Das Zertifikat erleichtert zudem das Reisen, denn es wird auch in der EU anerkannt, die Systeme sind kompatibel. Ohne Zertifikat wäre das Reisen in Nachbarstaaten um einiges schwieriger. Für die Einreise nach Deutschland etwa wäre dann in jedem Fall ein negativer Test nötig. Ausnahmen gibt es nur für Pendler und Grenzgänger.

Keine Quarantäne für Geimpfte

Einen Vorteil haben Geimpfte und Genesene mit der Gesetzesänderung vom März: Nach dem Kontakt mit einem Infizierten müssen sie nicht mehr in Quarantäne – genauso wie hierzulande. Die Kritiker empfinden das allerdings als diskriminierend. Die Befreiung von der Quarantäne sei medizinisch nicht begründbar, da Geimpfte trotzdem ansteckend sein könnten. Daraus entstehe indirekt ein Impfzwang, argumentieren die Gegner.

Kontaktverfolgung oder Massenüberwachung?

Die Kritiker stören sich zudem an der Gesetzesänderung, wonach der Bund die Voraussetzungen für eine schweizweite funktionierende Kontaktverfolgung schaffen soll. Dies schaffe die Voraussetzungen für „chinesische Zustände“ und komme einer „Massenüberwachung“ gleich.

Der Bundesrat hält dem entgegen, dass der „strenge Datenschutz gewahrt“ bleibe. Das Gesundheitsamt ermittelt im Fall eines positiv Getesteten Kontakte und schickt diese für zehn Tage in Quarantäne. Die Nutzung der SwissCovid-App hingegen ist freiwillig, damit können Menschen anonym gewarnt werden, persönliche Daten werden nicht gespeichert.

> **AUFGABE**
Gib aus dem Auszug zum Covid-Zertifikat den Abschnitt wortgetreu wieder, beginnend bei „Das Zertifikat erleichtert“ und endend bei „Pendler und Grenzgänger.“.

> **DATENSATZAUSZÜGE**
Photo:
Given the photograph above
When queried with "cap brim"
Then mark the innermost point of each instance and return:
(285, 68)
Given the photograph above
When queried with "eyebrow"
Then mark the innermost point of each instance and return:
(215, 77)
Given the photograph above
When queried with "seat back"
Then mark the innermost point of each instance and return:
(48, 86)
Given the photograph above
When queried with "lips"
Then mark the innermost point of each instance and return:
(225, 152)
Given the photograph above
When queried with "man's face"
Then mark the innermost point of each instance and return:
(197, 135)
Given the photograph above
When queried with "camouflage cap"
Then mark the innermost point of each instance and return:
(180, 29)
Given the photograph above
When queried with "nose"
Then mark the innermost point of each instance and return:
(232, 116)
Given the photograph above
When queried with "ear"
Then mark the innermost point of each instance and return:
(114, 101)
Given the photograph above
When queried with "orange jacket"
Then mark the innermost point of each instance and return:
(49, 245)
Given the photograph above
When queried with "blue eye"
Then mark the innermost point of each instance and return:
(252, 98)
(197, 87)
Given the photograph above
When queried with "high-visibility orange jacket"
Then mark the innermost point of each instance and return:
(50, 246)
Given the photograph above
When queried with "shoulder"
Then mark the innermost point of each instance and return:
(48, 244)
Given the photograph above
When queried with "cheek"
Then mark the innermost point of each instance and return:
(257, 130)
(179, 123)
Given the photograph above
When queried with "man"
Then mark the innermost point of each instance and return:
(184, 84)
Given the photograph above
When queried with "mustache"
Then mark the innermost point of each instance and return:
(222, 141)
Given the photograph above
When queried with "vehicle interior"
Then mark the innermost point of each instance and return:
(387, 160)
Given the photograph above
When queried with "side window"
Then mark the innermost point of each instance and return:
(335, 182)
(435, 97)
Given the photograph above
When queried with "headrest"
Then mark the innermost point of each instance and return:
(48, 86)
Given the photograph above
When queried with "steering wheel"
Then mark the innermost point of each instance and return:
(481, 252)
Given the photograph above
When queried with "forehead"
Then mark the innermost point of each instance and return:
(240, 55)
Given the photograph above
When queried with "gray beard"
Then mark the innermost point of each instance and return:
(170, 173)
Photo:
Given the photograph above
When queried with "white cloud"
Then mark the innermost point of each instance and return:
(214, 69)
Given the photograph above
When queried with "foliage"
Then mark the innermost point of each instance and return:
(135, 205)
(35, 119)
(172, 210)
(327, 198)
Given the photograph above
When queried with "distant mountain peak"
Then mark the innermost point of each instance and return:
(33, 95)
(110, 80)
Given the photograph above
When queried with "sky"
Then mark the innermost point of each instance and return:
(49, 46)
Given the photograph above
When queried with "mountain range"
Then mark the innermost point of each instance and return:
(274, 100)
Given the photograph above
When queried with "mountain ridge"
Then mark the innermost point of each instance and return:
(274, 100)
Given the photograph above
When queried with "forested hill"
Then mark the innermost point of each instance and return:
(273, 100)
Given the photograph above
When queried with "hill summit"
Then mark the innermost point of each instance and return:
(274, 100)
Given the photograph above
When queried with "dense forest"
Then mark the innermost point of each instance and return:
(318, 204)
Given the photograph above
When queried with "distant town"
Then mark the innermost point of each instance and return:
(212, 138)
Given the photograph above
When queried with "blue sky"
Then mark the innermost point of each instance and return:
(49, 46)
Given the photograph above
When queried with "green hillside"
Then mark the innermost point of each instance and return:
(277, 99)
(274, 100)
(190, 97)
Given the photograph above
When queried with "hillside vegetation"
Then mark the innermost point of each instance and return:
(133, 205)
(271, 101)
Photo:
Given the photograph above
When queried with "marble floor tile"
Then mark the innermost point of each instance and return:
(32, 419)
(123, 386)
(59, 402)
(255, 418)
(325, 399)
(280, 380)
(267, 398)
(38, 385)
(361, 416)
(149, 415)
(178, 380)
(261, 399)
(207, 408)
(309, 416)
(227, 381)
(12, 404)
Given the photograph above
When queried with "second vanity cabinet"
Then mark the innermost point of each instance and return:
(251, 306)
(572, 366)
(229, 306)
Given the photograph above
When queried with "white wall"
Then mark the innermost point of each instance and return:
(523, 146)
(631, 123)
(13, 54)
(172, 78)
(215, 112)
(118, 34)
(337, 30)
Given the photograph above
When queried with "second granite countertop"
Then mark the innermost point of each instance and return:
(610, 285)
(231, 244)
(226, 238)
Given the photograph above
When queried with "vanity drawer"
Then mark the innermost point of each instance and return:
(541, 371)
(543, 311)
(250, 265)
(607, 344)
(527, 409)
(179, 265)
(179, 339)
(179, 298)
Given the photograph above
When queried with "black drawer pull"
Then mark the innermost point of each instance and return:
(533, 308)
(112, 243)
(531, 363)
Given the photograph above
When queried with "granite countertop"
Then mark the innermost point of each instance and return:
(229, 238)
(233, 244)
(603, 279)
---
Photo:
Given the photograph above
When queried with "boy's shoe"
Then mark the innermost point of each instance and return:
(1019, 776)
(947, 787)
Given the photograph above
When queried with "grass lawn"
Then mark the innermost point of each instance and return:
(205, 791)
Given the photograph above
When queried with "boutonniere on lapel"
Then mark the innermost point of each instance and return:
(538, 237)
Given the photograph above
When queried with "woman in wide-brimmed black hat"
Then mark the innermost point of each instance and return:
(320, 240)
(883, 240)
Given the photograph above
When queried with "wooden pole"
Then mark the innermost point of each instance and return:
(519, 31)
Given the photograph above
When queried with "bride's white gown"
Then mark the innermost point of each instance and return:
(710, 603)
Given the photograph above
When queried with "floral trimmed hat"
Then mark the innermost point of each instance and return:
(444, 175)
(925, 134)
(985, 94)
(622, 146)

> **GELÖSTE AUFGABE**
Das Zertifikat erleichtert zudem das Reisen, denn es wird auch in der EU anerkannt, die Systeme sind kompatibel. Ohne Zertifikat wäre das Reisen in Nachbarstaaten um einiges schwieriger. Für die Einreise nach Deutschland etwa wäre dann in jedem Fall ein negativer Test nötig. Ausnahmen gibt es nur für Pendler und Grenzgänger.